WHAT IS NEEDED
Reproduce the whole excerpt on the history of ESG investing word for word.

EXCERPTED TEXT
#####

By Paul Gambles, MBMG Group

The unknown origin of the saying “the road to hell is paved with good intentions” long precedes the current vogue for ESG (environmental, social and corporate governance) approaches to investing, but in many ways, it could have been coined for exactly that purpose, perhaps reflecting the long history of such concerns.

Before the UN even coined the term ESG as a way of updating and expanding their Millennium Development Goals (MDGs), there had already been renewed interest in what was then known as “ethical investing”. In fact, the history of what we currently call ESG dates back 5,000 years.

One of the first known civilisations, the Sumerians of Mesopotamia, introduced the concept of “debt jubilee” to counter concerns that the practice of lending by those who had surplus capital to those who were deficient in capital inevitably led to inequitable consequences, including literal “debt slavery” for defaulters, whilst in Babylon, the Code of Hammurabi, addressed similar concerns. As David Graeber pointed out: “These rulers were not likely acting out of humanitarian concern as caretakers of their subjects. They were trying to avoid their very societies being ripped apart as their hopelessly indebted subjects fled or became landless debt peons.”

#####

SUPPLIED MATERIAL
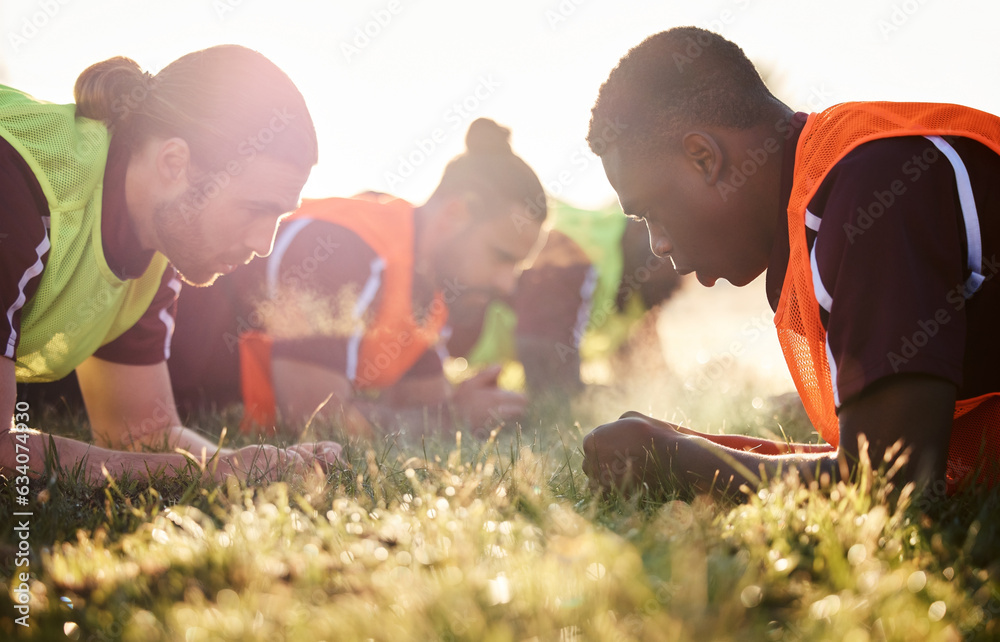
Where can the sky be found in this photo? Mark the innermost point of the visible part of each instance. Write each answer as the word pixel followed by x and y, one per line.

#####

OUTPUT FOR THIS EXERCISE
By Paul Gambles, MBMG Group

The unknown origin of the saying “the road to hell is paved with good intentions” long precedes the current vogue for ESG (environmental, social and corporate governance) approaches to investing, but in many ways, it could have been coined for exactly that purpose, perhaps reflecting the long history of such concerns.

Before the UN even coined the term ESG as a way of updating and expanding their Millennium Development Goals (MDGs), there had already been renewed interest in what was then known as “ethical investing”. In fact, the history of what we currently call ESG dates back 5,000 years.

One of the first known civilisations, the Sumerians of Mesopotamia, introduced the concept of “debt jubilee” to counter concerns that the practice of lending by those who had surplus capital to those who were deficient in capital inevitably led to inequitable consequences, including literal “debt slavery” for defaulters, whilst in Babylon, the Code of Hammurabi, addressed similar concerns. As David Graeber pointed out: “These rulers were not likely acting out of humanitarian concern as caretakers of their subjects. They were trying to avoid their very societies being ripped apart as their hopelessly indebted subjects fled or became landless debt peons.”